ACTION ITEM: Anywhere the string "identify" shows up in the listing below, copy the line it is in.

THE INPUT:
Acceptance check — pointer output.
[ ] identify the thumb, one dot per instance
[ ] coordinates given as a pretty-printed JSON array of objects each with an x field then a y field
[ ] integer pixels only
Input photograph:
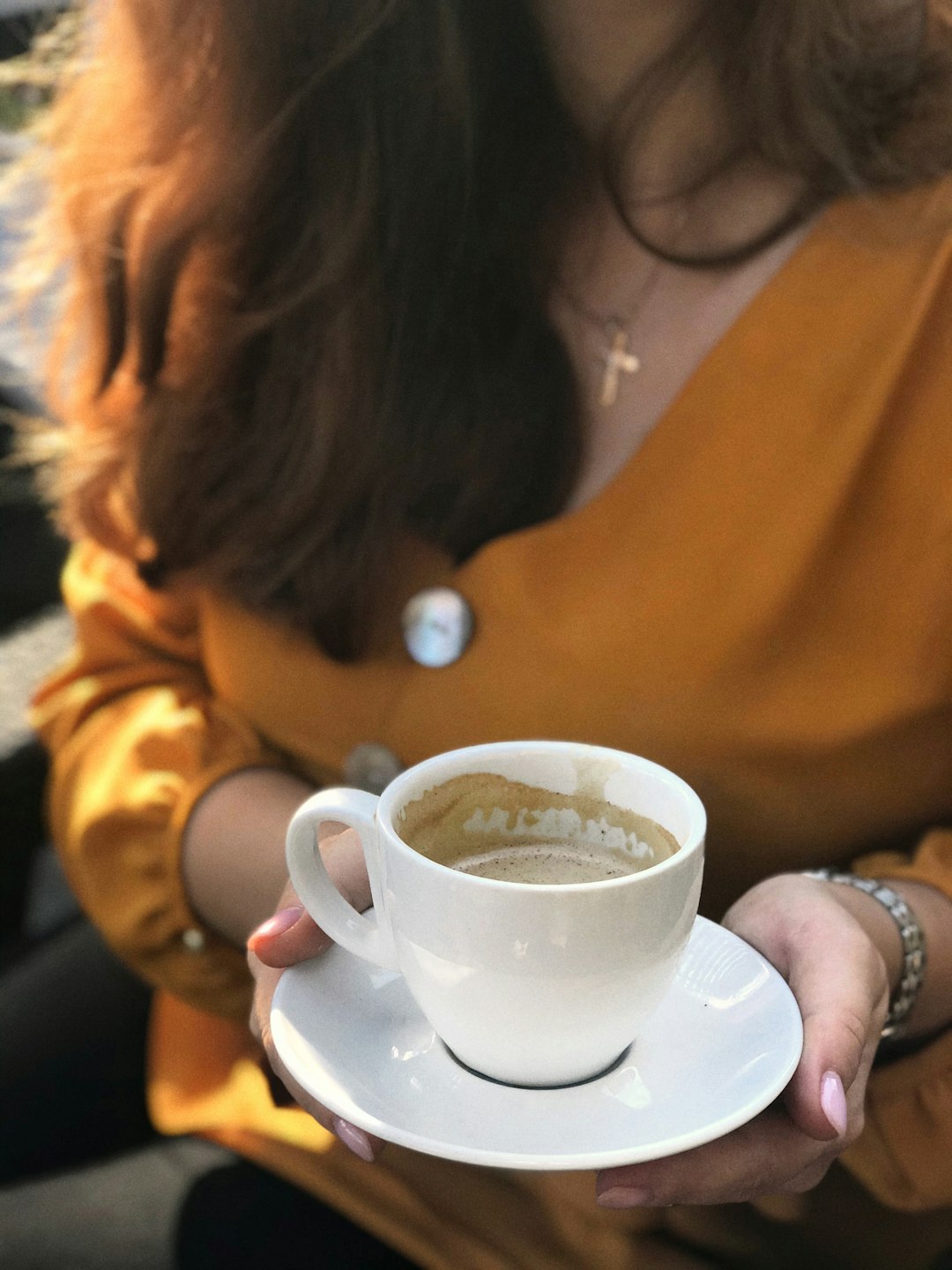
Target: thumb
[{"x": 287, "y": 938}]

---

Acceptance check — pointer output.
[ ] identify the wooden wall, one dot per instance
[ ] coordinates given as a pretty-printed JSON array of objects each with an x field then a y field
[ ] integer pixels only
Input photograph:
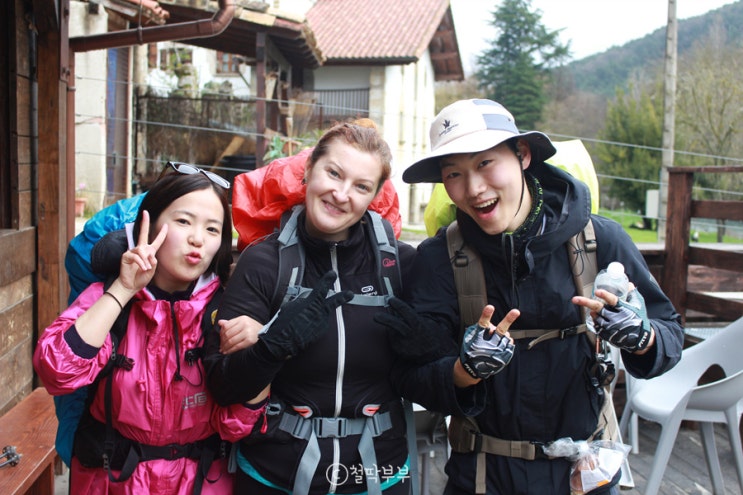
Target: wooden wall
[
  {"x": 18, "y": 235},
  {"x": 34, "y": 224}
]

---

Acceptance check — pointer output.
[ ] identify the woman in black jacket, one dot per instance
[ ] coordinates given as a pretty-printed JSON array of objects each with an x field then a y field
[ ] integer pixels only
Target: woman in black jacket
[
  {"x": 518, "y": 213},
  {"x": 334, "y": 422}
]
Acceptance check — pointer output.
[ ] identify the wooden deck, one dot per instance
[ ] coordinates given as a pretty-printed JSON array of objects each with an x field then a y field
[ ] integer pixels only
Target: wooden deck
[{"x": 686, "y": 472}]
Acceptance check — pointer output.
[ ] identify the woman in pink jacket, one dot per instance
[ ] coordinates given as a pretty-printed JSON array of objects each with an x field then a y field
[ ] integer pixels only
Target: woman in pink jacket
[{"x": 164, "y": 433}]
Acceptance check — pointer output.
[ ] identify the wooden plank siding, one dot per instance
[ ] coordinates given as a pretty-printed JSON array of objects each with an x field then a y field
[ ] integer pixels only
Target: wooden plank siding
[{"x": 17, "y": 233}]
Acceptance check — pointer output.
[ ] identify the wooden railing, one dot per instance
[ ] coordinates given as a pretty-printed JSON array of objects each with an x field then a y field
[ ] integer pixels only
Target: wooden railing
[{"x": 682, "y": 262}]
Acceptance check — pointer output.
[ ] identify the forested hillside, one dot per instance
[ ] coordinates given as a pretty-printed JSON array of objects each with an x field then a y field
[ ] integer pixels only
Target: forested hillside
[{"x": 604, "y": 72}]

ANSWER FOR THIS EXERCISE:
[ ] identify the thumb, one dot per instance
[ ] identify the wooden wall, one dot per instance
[ ] identify the woman in black jacket, one dot per instance
[ ] identify the wooden deck, one dot per instance
[ ] identify the woman in pink jacket, one dot per instance
[ ] identify the wooden plank siding, one dot per instance
[ ] identify the wooden railing, one dot per instance
[ ] identify the forested hillside, one dot per instance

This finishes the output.